**Stated problem:** Find each line in the items below that contains the string "truck" and copy it out in full. Uppercase and lowercase letters count as different.
________________
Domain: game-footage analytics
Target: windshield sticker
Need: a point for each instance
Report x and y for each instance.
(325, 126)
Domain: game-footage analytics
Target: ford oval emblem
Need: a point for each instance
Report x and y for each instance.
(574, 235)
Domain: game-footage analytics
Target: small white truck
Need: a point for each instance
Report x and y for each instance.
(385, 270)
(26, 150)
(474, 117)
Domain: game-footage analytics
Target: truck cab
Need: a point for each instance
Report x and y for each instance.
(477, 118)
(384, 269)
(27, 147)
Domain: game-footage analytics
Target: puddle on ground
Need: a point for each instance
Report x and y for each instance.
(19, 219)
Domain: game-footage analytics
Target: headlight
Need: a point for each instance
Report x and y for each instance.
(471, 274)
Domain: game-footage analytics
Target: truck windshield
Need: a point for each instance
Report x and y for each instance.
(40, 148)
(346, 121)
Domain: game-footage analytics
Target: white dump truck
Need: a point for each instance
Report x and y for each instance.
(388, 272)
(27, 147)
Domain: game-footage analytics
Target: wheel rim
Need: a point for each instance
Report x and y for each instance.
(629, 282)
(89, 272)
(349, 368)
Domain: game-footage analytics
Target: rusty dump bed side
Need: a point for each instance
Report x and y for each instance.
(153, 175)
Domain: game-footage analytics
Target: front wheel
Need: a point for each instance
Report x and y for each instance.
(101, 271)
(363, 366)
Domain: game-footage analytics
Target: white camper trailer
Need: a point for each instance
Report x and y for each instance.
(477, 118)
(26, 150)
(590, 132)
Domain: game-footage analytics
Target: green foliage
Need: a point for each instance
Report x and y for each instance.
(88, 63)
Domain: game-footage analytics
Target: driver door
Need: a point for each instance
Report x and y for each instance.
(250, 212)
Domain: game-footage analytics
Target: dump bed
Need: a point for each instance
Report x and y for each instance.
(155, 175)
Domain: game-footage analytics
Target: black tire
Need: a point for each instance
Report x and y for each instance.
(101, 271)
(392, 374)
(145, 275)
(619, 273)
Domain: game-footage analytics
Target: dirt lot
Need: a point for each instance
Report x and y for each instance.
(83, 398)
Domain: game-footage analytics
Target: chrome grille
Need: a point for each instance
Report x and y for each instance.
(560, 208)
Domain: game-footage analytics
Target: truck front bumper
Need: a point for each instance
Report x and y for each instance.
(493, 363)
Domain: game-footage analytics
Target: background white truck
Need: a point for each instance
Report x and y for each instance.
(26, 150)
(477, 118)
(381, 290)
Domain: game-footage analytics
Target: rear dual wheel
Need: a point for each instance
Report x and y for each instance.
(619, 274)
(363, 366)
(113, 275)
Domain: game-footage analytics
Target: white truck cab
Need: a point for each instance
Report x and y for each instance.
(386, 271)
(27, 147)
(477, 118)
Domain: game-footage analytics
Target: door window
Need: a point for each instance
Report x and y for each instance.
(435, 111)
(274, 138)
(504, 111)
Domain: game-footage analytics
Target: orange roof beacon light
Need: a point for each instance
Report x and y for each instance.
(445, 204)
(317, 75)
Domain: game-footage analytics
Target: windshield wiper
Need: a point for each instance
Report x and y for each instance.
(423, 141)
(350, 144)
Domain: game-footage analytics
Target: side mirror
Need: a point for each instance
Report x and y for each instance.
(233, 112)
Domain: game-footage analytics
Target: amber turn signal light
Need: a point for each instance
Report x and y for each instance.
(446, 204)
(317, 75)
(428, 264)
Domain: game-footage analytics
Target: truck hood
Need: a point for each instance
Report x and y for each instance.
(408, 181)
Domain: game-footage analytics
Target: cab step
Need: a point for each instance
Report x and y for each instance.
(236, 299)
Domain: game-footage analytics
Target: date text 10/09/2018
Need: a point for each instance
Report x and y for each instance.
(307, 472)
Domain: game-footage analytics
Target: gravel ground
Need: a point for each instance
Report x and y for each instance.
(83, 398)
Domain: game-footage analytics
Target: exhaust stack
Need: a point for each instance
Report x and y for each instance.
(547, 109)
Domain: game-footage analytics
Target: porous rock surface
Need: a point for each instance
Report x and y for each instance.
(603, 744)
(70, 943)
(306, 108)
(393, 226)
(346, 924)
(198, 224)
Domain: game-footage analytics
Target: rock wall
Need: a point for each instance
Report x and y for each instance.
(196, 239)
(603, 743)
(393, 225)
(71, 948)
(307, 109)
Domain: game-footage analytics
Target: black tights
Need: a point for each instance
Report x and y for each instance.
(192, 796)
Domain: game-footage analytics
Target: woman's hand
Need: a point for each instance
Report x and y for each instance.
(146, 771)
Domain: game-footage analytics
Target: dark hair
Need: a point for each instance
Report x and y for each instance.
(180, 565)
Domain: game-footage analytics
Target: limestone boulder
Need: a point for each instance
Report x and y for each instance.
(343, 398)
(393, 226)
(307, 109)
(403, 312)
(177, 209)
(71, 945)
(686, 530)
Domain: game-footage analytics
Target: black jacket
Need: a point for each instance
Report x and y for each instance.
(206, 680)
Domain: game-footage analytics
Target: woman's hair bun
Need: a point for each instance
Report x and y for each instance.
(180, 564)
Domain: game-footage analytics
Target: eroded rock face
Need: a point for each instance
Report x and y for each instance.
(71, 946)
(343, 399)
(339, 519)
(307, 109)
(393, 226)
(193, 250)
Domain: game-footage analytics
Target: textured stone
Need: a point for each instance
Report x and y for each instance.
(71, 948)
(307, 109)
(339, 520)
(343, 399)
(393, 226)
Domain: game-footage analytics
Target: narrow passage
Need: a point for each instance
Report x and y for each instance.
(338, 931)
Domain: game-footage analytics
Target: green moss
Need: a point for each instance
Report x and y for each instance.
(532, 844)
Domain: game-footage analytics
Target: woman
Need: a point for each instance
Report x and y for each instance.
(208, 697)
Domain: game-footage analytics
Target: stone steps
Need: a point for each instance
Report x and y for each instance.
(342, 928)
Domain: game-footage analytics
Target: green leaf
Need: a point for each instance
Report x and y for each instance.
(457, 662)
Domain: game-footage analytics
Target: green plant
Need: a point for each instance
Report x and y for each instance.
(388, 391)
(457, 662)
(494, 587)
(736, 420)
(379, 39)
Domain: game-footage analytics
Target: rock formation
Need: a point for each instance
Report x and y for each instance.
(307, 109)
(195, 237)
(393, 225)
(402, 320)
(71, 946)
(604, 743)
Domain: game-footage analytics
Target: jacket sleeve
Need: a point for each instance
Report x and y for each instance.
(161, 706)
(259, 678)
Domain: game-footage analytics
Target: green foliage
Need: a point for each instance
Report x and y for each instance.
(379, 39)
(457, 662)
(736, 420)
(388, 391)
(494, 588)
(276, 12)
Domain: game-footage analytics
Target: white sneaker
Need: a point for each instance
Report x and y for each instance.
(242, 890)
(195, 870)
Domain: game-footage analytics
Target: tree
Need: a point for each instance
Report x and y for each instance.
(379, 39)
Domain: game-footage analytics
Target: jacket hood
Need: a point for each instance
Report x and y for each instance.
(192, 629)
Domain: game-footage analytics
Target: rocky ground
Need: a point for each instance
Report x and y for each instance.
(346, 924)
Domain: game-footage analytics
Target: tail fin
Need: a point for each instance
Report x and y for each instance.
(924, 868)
________________
**Output for this exercise:**
Target: small white truck
Target: truck cab
Target: truck windshield
Target: white dump truck
Target: truck front bumper
Target: background white truck
Target: white truck cab
Target: truck hood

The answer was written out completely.